* _WHAT THE EXERCISE ASKS_:
Pull every line containing the word "wooden" from the records.

* _MATERIALS PROVIDED_:
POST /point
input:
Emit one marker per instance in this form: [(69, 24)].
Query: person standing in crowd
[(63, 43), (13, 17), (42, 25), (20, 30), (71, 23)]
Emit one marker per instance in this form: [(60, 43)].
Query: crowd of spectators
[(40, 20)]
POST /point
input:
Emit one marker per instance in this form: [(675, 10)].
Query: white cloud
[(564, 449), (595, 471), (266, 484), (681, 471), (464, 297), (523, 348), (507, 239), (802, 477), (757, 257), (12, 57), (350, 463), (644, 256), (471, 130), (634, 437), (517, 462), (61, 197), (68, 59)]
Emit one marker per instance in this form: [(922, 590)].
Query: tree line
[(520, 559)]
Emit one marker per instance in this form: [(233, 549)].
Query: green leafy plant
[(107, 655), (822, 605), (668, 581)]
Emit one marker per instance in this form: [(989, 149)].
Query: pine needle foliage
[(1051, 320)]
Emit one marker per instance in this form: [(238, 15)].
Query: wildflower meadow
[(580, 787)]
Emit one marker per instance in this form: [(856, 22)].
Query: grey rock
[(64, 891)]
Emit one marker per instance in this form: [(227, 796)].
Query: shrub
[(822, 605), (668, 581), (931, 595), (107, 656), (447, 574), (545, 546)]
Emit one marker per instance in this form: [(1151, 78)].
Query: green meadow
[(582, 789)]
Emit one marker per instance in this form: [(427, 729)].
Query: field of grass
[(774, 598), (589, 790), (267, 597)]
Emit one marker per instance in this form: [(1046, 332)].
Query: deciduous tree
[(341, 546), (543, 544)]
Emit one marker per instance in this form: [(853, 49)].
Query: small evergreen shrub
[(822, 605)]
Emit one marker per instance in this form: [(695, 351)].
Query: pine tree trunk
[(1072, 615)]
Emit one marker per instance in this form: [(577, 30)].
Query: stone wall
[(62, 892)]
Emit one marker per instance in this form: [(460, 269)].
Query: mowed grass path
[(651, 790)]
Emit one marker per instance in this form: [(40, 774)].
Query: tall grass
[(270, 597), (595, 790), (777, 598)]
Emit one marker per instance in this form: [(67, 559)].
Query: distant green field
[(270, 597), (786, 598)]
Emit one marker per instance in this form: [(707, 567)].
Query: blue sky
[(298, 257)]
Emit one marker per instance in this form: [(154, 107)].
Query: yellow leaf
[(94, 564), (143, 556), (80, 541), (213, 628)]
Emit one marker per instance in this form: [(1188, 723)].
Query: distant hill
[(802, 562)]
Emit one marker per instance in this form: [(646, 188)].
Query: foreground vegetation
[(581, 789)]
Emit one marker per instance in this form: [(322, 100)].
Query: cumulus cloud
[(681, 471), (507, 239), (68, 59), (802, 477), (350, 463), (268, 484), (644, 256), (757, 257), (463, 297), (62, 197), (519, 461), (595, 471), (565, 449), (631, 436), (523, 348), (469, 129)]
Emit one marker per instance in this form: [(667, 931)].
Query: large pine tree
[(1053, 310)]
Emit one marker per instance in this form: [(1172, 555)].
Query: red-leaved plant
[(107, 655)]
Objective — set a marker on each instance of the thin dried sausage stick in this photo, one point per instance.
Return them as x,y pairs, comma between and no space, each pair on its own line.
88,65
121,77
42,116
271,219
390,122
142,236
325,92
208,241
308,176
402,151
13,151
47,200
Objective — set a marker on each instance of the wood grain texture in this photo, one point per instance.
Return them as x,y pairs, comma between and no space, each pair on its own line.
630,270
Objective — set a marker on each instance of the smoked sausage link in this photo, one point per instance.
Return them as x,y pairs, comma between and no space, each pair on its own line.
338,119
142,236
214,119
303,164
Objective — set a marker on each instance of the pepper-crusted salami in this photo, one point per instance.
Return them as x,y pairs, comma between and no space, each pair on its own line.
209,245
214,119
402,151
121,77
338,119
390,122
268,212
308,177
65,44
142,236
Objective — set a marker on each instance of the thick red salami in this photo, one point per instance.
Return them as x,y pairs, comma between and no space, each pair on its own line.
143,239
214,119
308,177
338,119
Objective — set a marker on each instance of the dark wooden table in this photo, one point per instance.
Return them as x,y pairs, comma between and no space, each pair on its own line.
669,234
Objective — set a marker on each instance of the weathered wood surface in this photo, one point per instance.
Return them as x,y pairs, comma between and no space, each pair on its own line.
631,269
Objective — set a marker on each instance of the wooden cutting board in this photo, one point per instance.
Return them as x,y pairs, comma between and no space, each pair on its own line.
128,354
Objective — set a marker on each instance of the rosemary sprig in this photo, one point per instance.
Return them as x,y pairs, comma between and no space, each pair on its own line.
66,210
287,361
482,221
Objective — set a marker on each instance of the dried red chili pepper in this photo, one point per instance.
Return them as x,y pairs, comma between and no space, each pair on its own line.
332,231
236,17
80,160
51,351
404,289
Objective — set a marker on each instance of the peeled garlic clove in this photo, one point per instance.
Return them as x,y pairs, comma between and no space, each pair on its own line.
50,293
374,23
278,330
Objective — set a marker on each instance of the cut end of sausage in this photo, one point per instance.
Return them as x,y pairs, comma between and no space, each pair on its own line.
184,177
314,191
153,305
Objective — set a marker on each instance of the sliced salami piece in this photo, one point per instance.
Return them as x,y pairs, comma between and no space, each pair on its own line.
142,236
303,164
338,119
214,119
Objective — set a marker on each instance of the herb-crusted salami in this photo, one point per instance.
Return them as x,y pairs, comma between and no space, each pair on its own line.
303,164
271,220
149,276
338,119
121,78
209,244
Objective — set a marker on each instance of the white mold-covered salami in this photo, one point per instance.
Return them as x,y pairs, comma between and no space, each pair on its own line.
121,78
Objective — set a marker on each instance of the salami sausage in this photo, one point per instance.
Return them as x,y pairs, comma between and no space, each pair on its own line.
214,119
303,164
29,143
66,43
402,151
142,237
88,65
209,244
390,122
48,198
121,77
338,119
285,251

* _YOUR SOLUTION_:
Objective — set a marker on each instance of the dark wooden table in this photo, one point per instance.
Objective — set a marker on each instance of the wooden cutting board in this photo, one point per instance.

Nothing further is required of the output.